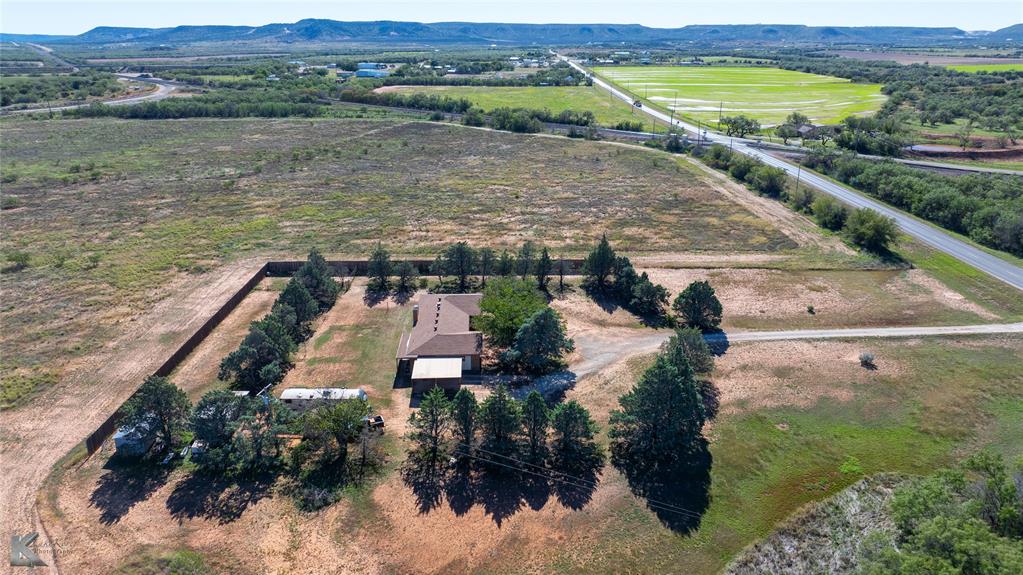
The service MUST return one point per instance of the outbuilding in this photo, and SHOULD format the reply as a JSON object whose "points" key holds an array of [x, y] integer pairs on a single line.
{"points": [[303, 399]]}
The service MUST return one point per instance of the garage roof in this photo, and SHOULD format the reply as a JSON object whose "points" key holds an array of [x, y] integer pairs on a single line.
{"points": [[437, 368]]}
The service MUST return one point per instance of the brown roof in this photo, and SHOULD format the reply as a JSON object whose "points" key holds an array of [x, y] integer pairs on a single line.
{"points": [[443, 327]]}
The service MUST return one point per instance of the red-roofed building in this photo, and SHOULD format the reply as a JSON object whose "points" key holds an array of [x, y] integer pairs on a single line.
{"points": [[441, 346]]}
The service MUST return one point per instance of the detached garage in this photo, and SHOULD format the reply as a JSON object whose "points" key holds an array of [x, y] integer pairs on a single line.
{"points": [[437, 371]]}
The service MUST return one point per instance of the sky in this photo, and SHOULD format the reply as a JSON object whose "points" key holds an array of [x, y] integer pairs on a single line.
{"points": [[76, 16]]}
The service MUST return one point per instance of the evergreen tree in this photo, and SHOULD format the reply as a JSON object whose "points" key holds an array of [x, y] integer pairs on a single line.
{"points": [[300, 300], [540, 342], [648, 298], [544, 266], [317, 277], [379, 267], [687, 346], [430, 423], [487, 262], [574, 430], [536, 419], [158, 410], [459, 260], [661, 418], [505, 264], [698, 306], [599, 264], [407, 274], [526, 260], [464, 414], [500, 422]]}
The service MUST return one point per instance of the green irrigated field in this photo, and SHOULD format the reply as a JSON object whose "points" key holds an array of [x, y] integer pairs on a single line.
{"points": [[987, 67], [608, 111], [764, 93]]}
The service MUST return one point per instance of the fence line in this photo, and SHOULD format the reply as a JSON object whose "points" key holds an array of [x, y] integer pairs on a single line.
{"points": [[274, 268]]}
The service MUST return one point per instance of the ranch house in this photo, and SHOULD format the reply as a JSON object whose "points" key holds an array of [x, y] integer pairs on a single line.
{"points": [[441, 348]]}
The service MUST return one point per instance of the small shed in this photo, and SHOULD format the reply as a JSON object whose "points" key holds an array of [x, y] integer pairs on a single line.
{"points": [[437, 371], [303, 399], [133, 441]]}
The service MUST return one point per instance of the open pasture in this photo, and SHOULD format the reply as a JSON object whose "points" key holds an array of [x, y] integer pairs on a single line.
{"points": [[608, 111], [764, 93]]}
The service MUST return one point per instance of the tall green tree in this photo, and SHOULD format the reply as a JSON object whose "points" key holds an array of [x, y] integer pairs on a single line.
{"points": [[687, 346], [214, 416], [464, 417], [488, 260], [648, 298], [544, 265], [500, 422], [379, 267], [574, 431], [332, 429], [407, 275], [298, 297], [661, 418], [526, 260], [460, 261], [505, 264], [871, 230], [698, 306], [536, 421], [506, 303], [430, 423], [158, 410], [599, 264], [540, 342], [317, 277]]}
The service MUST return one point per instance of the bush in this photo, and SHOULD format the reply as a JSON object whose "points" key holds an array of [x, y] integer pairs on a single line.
{"points": [[829, 213], [871, 230]]}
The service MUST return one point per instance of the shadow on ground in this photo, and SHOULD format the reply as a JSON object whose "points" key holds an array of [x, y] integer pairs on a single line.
{"points": [[125, 484], [211, 496], [501, 489], [679, 493]]}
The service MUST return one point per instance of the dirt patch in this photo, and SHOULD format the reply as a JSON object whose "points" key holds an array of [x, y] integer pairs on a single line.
{"points": [[198, 371], [759, 376], [797, 227]]}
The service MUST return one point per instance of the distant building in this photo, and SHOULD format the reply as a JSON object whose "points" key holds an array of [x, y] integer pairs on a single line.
{"points": [[303, 399], [371, 73], [441, 348]]}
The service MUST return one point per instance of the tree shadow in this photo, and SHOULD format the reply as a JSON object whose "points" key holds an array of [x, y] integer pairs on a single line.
{"points": [[426, 478], [217, 497], [678, 493], [711, 397], [499, 490], [401, 297], [126, 484], [604, 299]]}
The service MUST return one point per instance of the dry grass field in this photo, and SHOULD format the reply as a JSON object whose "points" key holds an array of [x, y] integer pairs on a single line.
{"points": [[792, 412], [136, 229]]}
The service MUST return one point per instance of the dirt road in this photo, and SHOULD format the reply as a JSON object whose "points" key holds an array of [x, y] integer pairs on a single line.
{"points": [[34, 438], [598, 352]]}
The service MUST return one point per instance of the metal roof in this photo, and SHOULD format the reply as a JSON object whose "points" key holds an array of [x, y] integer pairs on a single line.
{"points": [[322, 393], [437, 368]]}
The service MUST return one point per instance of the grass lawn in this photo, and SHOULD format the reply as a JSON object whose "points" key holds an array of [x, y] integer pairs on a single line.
{"points": [[765, 93], [608, 111], [987, 67], [946, 397]]}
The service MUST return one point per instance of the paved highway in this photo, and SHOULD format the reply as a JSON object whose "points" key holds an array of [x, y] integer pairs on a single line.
{"points": [[932, 235], [164, 89]]}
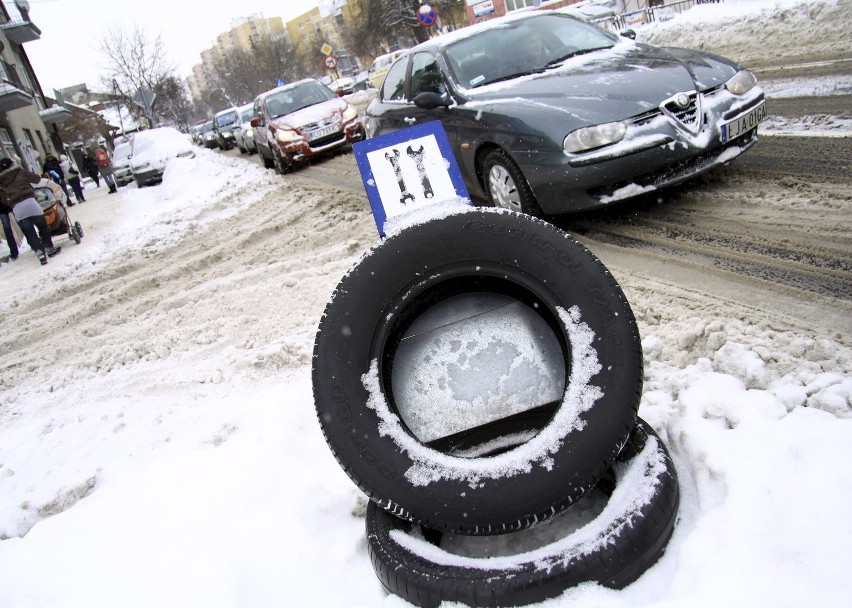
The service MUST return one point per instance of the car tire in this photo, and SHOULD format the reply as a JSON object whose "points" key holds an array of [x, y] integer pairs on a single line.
{"points": [[476, 250], [506, 185], [281, 167], [613, 549]]}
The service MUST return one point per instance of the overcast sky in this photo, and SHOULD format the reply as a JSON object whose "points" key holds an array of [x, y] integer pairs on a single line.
{"points": [[67, 52]]}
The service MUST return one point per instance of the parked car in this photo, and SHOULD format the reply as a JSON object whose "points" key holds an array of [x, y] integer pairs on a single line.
{"points": [[243, 133], [207, 137], [342, 86], [223, 124], [153, 150], [548, 113], [381, 65], [121, 163], [297, 121]]}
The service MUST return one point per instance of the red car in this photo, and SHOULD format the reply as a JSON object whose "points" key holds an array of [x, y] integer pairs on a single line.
{"points": [[297, 121]]}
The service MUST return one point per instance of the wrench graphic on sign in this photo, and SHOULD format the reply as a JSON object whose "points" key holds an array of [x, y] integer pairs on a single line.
{"points": [[418, 156], [394, 161]]}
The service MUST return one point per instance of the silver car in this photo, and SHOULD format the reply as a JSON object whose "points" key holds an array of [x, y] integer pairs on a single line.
{"points": [[243, 133]]}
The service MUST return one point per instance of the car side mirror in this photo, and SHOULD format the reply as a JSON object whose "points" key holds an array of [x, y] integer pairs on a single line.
{"points": [[430, 101]]}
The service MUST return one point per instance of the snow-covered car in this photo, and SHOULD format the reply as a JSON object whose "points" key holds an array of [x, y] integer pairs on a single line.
{"points": [[342, 86], [207, 136], [121, 163], [243, 133], [547, 113], [297, 121], [153, 150]]}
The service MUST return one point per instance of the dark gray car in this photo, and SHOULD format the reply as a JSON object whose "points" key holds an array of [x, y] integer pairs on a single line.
{"points": [[550, 114]]}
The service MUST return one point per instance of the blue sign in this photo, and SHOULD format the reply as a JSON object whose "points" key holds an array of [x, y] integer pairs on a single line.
{"points": [[408, 170]]}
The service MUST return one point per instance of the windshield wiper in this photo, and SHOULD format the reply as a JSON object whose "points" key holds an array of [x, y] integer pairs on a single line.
{"points": [[559, 60]]}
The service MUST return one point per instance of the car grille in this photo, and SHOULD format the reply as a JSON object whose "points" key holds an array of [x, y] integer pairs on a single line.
{"points": [[324, 141], [685, 109]]}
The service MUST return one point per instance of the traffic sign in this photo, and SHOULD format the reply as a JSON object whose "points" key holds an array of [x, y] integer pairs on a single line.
{"points": [[427, 15]]}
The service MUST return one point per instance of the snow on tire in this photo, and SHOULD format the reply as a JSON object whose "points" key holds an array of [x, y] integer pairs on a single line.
{"points": [[508, 473], [633, 518]]}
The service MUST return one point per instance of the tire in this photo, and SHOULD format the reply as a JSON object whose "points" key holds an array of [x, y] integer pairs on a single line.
{"points": [[577, 436], [613, 549], [506, 185], [281, 167]]}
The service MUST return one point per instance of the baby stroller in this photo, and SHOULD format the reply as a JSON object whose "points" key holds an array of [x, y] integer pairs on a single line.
{"points": [[56, 215]]}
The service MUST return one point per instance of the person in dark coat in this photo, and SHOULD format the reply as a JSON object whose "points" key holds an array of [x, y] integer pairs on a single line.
{"points": [[90, 166], [52, 165], [11, 239], [16, 192]]}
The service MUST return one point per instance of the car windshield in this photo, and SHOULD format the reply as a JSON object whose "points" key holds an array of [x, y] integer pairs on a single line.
{"points": [[522, 47], [293, 99], [226, 119]]}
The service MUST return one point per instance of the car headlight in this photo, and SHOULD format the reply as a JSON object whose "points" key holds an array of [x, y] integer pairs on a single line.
{"points": [[597, 136], [742, 82], [285, 135]]}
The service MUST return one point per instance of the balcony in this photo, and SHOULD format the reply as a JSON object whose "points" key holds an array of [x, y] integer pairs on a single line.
{"points": [[13, 98], [13, 94], [54, 114], [21, 31]]}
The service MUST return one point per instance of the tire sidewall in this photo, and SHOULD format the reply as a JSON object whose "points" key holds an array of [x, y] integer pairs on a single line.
{"points": [[374, 295]]}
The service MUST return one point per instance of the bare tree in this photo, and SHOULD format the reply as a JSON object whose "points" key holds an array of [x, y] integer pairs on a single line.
{"points": [[135, 62]]}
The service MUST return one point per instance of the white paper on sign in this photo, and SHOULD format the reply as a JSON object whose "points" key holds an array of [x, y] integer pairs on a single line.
{"points": [[410, 175]]}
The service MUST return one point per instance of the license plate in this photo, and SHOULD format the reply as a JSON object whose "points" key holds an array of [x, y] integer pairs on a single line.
{"points": [[322, 132], [746, 122]]}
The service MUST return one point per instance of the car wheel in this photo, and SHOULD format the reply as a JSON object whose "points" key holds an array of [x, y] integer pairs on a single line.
{"points": [[611, 537], [506, 185], [521, 466], [281, 165]]}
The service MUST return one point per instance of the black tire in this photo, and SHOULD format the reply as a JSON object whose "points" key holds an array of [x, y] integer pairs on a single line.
{"points": [[614, 549], [281, 167], [506, 186], [478, 250]]}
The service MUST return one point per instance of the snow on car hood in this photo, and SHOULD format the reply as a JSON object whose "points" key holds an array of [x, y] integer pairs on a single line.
{"points": [[310, 114], [610, 84]]}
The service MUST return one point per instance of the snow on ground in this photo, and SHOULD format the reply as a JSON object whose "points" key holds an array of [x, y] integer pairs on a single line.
{"points": [[158, 444]]}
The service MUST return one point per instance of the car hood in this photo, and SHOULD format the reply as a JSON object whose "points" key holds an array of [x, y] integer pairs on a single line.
{"points": [[310, 115], [612, 84]]}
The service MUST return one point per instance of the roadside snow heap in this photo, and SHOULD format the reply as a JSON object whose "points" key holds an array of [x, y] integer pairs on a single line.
{"points": [[478, 376]]}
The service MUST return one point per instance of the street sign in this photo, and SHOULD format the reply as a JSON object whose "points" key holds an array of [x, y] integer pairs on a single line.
{"points": [[426, 15]]}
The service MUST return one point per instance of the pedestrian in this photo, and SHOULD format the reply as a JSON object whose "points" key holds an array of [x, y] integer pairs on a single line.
{"points": [[73, 178], [90, 166], [17, 192], [105, 167], [51, 165], [11, 239]]}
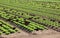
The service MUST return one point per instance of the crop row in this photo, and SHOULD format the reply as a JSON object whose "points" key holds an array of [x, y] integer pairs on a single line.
{"points": [[48, 15], [6, 28], [18, 22], [35, 19]]}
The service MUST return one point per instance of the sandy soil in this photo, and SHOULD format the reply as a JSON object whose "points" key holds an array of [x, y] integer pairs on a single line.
{"points": [[37, 34]]}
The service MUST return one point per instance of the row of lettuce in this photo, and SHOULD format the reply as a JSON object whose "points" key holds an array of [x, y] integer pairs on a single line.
{"points": [[6, 28], [11, 14]]}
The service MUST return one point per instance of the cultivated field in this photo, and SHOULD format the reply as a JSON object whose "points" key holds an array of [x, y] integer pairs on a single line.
---*---
• **Exercise aim**
Retype exactly, and only, the lines from the one containing "The service MUST return one point per instance of the pedestrian" through the end of the material, leaving aside every picture.

• **Result of the task**
The service MUST return one point per instance of the pedestrian in this photo, and SHOULD format the reply as a JSON object whose "points" key holds an array of [x, y] integer pairs on a single line.
{"points": [[73, 178], [90, 166], [17, 192], [105, 167], [51, 165], [11, 239]]}
The service MUST return one point per instance of the crop row in this photo, and SHOULD format the reply as a JSON object whose "points" key holds an array of [x, y] integer pairs on a single line.
{"points": [[48, 15], [6, 28], [18, 22], [35, 19]]}
The service MUST return one point per instance of the sandy soil in this photo, and SHOULD format the reply as a JSON object whose "points" key holds an array of [x, y] integer pairs on a single line.
{"points": [[37, 34]]}
The service MUST return one point per instance of the row of lettuce in this photo, and SHOULD format the reply as a JSON object whose "points" key holds an array of [x, y] integer pairs on a single line.
{"points": [[6, 28], [11, 14]]}
The service MUST return one point per instance of the cultivated field in this photo, and SHOULD format the reply as a JSON object whose "points" key holds an array of [x, y] integer pairs on a single line.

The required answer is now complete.